So I am making dies that are used to apply nail heads ( decoration ) to fabrics. I need to be able to access the top of the die so I need something that can slide under the head of and OBI press. I need it to be precision, hardened and can take high loads.

Do they make an off the shelf solution to this? The top of the die has to stay in precises alignment with the bottom.

Thanks

Jason
 
You need to start with a basic die shoe. Top of shoe has bushings and the bottom has precision pillars. The pillars are a precision sliding fit into the bushings and keep both top and bottom perfectly aligned. Available everywhere, just google for local distributor.
 
there are several makers... the correct term is die set.
Homepage - Superior Die Set is but one of them

They come in various post configurations, mounting, and shut heights. No 2 presses were built the same. You need to know your shut height, stroke, and ram speed. some presses use a "shank" for ram clamping, some use bolts through ram flanges, most of the time the bottom is more or less milling machine step clamps but can get a little more user friendly.

**ROWS**:
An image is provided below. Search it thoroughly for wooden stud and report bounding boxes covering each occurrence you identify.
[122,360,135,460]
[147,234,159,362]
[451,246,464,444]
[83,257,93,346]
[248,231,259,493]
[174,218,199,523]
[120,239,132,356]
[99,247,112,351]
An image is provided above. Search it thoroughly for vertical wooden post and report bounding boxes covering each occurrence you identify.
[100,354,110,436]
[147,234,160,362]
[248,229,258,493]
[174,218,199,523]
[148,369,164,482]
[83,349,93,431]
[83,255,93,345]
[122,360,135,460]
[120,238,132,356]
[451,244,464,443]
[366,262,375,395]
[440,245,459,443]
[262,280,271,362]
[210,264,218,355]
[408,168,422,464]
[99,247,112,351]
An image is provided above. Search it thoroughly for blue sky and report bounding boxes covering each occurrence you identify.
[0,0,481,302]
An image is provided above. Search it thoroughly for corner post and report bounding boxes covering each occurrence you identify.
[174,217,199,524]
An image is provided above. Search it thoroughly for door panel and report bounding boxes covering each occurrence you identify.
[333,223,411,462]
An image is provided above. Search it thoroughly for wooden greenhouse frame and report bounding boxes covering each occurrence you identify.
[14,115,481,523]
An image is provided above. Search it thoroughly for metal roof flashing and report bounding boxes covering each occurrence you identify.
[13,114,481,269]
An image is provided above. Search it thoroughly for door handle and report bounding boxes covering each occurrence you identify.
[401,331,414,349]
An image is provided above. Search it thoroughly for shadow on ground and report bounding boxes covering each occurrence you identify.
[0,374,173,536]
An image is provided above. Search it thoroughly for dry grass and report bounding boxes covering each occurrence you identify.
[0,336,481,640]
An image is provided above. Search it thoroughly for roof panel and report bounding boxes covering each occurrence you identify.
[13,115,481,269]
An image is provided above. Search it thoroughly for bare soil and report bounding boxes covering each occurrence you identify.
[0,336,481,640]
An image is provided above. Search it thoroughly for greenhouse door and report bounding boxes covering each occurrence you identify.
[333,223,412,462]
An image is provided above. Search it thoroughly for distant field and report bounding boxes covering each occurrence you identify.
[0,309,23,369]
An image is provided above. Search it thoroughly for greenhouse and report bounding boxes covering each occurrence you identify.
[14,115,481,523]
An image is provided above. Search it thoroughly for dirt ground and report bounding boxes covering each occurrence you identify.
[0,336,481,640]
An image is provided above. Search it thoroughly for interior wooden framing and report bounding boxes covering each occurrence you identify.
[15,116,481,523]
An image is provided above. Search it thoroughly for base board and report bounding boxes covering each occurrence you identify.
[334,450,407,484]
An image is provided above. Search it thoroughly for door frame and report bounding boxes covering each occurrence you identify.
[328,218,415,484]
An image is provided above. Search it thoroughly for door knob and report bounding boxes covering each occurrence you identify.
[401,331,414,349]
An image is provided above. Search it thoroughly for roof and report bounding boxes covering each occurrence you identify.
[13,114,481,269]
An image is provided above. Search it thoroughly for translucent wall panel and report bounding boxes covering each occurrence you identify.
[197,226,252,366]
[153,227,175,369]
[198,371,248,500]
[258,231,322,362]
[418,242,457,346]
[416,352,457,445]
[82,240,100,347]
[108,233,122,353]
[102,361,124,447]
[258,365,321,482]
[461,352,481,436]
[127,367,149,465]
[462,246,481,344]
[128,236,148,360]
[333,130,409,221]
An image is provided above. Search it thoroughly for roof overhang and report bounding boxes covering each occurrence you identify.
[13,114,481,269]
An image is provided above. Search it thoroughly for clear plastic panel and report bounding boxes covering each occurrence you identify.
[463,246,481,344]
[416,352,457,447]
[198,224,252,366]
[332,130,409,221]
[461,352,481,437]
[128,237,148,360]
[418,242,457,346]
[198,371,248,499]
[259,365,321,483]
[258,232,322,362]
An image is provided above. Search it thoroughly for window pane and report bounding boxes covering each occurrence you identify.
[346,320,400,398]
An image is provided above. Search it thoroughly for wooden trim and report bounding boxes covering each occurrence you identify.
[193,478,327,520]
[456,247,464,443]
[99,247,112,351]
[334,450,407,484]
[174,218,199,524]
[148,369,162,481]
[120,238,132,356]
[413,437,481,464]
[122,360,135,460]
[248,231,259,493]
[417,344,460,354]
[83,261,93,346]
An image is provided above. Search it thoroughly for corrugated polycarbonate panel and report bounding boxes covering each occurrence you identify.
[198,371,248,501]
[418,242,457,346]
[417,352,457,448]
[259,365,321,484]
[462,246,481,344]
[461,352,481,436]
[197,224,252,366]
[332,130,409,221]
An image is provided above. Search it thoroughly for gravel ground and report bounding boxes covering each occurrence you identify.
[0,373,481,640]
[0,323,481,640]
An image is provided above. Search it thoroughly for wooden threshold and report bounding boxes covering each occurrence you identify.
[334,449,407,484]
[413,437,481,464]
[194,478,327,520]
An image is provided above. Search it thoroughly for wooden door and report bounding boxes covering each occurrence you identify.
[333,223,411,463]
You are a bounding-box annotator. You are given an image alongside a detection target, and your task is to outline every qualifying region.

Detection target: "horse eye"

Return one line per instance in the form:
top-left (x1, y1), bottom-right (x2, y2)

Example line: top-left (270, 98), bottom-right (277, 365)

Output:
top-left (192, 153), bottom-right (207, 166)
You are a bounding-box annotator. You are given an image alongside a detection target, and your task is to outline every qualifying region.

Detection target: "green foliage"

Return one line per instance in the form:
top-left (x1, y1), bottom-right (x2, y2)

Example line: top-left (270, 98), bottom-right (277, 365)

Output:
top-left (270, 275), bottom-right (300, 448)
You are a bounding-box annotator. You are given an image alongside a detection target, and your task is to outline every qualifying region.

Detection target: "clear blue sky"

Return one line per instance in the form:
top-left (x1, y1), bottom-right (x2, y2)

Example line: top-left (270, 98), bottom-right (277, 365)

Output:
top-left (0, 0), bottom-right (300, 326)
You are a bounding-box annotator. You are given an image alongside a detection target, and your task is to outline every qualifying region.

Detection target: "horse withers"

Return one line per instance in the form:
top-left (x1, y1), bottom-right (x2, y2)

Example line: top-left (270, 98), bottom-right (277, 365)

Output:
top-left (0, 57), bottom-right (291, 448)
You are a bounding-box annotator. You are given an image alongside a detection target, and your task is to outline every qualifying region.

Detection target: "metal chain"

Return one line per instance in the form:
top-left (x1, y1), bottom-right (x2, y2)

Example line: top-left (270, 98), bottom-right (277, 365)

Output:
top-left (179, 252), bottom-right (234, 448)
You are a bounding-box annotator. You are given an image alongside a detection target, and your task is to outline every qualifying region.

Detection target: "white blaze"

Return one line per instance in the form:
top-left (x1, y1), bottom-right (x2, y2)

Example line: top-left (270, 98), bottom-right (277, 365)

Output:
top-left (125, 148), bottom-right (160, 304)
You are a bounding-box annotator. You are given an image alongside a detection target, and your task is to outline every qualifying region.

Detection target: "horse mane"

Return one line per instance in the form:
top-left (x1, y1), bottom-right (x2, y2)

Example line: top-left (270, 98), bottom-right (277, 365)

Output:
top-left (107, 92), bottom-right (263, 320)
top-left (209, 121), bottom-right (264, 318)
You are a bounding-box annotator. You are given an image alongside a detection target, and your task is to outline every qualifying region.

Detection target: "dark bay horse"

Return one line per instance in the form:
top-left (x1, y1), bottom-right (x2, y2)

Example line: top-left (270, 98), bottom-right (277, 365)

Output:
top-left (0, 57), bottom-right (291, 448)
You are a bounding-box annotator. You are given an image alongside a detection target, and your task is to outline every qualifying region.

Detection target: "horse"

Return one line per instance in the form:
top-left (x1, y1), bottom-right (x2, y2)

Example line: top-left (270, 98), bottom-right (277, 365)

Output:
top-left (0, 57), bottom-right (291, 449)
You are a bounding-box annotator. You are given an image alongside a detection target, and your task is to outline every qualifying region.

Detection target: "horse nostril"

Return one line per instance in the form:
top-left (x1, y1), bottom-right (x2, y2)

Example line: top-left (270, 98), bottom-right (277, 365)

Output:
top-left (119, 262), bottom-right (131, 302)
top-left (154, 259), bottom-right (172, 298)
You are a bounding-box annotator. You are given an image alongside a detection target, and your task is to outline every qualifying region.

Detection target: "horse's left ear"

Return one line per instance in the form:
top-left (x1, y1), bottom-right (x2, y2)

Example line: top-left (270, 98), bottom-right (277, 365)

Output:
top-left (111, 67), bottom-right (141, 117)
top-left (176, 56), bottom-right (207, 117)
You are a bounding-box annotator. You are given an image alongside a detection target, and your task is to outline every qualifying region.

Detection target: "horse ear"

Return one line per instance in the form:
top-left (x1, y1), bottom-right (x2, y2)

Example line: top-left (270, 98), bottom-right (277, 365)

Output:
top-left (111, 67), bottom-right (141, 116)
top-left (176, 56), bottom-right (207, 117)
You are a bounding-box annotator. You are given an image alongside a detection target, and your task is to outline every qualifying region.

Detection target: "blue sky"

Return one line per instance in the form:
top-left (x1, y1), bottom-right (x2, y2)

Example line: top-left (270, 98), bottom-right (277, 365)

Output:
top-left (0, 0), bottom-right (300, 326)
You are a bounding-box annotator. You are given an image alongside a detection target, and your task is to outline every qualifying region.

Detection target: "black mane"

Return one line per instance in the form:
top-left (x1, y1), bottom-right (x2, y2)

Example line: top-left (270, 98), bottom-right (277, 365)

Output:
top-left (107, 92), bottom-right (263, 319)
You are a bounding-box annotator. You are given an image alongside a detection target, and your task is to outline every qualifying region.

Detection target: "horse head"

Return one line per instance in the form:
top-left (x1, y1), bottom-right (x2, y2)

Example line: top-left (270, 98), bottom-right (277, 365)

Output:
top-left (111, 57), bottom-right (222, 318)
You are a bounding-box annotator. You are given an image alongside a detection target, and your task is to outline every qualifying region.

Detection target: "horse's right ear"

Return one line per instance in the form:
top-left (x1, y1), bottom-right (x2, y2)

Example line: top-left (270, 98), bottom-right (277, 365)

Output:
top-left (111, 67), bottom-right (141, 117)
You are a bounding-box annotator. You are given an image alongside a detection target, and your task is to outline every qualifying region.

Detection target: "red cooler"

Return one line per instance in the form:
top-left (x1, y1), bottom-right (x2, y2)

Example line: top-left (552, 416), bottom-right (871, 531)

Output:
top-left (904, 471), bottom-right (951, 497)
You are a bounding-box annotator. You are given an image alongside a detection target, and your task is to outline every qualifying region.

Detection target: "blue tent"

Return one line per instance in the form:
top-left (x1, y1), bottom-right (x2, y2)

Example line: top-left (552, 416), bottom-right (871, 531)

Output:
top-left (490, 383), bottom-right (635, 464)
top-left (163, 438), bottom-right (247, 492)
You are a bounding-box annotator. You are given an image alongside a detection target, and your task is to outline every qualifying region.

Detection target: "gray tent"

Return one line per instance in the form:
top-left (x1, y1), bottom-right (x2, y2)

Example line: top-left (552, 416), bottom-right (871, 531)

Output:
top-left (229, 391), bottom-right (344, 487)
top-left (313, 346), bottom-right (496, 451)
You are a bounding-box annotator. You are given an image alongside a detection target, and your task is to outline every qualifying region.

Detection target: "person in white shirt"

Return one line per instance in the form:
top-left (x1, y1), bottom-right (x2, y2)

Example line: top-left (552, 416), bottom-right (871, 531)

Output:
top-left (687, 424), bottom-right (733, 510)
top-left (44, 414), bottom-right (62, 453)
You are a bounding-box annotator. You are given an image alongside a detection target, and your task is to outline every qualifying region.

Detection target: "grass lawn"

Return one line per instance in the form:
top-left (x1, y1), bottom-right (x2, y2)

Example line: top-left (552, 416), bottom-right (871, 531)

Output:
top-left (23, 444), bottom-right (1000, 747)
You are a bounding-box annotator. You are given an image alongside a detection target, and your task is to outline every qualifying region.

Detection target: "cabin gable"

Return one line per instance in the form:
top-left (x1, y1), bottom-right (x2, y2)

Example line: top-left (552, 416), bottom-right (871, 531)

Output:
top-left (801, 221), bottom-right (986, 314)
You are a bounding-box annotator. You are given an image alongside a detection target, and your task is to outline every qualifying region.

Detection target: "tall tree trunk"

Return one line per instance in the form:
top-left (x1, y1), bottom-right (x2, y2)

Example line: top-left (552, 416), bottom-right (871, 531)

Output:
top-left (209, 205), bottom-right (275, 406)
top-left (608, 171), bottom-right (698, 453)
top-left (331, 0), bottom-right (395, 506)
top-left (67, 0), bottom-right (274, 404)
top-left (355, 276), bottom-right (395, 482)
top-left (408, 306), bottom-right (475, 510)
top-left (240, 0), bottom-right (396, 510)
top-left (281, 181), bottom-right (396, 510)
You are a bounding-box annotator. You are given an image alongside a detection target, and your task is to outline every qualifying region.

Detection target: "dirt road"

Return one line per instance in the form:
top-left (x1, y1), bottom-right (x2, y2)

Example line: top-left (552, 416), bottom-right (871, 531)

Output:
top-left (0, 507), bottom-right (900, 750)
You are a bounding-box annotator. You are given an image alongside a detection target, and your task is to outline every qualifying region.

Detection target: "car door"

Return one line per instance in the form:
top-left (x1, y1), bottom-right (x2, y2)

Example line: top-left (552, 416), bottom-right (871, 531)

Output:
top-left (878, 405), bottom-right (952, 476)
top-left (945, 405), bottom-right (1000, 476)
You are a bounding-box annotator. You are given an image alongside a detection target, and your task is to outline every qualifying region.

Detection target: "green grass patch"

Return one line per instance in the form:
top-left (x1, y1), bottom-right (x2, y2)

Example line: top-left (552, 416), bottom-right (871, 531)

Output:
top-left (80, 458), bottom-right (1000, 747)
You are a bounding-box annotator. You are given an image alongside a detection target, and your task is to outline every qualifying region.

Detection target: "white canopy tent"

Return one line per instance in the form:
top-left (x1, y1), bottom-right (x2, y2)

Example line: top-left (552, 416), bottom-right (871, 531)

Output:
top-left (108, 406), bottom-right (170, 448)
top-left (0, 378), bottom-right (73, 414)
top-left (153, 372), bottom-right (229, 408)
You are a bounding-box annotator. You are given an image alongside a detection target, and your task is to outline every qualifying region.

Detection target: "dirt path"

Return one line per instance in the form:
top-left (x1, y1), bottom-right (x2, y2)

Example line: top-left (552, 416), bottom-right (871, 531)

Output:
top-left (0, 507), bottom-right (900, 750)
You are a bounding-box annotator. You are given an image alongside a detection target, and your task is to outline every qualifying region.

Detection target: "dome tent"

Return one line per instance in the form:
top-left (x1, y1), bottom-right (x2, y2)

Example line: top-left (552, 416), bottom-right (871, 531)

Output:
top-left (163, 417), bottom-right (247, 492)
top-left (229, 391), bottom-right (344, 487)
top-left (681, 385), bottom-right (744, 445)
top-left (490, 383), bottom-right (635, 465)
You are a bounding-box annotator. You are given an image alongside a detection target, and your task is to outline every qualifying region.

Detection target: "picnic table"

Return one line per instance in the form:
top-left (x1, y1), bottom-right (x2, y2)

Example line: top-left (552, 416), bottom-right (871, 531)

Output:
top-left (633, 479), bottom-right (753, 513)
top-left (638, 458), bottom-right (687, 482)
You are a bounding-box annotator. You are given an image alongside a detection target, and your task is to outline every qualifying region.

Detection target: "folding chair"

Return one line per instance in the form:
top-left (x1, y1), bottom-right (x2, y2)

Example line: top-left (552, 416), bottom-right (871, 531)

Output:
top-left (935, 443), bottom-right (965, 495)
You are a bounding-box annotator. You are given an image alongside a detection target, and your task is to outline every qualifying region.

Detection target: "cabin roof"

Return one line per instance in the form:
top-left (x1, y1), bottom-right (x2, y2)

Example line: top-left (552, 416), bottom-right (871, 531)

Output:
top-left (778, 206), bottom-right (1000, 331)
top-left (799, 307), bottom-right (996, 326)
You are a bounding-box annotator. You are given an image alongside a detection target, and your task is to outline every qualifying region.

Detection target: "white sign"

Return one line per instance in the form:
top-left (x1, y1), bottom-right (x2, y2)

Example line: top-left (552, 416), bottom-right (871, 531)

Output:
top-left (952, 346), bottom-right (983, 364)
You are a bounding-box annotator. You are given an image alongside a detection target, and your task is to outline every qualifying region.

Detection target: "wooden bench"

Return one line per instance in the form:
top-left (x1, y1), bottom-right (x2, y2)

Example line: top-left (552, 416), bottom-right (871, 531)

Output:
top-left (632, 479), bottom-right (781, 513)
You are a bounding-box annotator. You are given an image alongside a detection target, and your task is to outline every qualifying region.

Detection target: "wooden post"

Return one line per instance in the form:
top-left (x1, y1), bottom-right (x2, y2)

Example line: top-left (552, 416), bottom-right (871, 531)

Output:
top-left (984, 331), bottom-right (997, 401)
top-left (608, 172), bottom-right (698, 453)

**LIST OF TASKS**:
1. Return the die set thread text between "So I am making" and "is die set.", inclusive, copied verbatim.
2. Pick up the die set thread after its final sentence and keep writing it.

**SET OF ANSWERS**:
1.
So I am making dies that are used to apply nail heads ( decoration ) to fabrics. I need to be able to access the top of the die so I need something that can slide under the head of and OBI press. I need it to be precision, hardened and can take high loads.

Do they make an off the shelf solution to this? The top of the die has to stay in precises alignment with the bottom.

Thanks

Jason
 
You need to start with a basic die shoe. Top of shoe has bushings and the bottom has precision pillars. The pillars are a precision sliding fit into the bushings and keep both top and bottom perfectly aligned. Available everywhere, just google for local distributor.
 
there are several makers... the correct term is die set.

2.
May I ask why you're planning on using an OBI press? Are you simply mashing nail heads into fabric like a rivet? Will this require a lot of tonnage? Will there be more than 100 "nails" used in this? I'm asking because a die can be costly and has some serious damage potential if an unskilled operator is involved. The only advantage to using a die is either tonnage required and/or the number of parts made. More information is needed here for a better answer.
 
Thanks for the leads. It is a gang die so I need to strike a design of say several hundreds to a few thousand nail heads all at once.

I found the die sets and it makes sense but the way I designed the dies the top and bottom are separate. For the smaller dies I have, I am using a kick press that has a dovetail so the ram is spot on each time. I have to be able to access the top of the bottom die to arrange the nailheads.

I did speak with superior and they recommended a 3 plate die set where the center plate comes out via air cylinder. I would need it to return to the EXACT spot once it gets back into the die. What is the repeatability with a 3 plate system?


Thanks

Jason


May I ask why you're planning on using an OBI press? Are you simply mashing nail heads into fabric like a rivet? Will this require a lot of tonnage? Will there be more than 100 "nails" used in this? I'm asking because a die can be costly and has some serious damage potential if an unskilled operator is involved. The only advantage to using a die is either tonnage required and/or the number of parts made. More information is needed here for a better answer.
 
Thanks for the leads. It is a gang die so I need to strike a design of say several hundreds to a few thousand nail heads all at once.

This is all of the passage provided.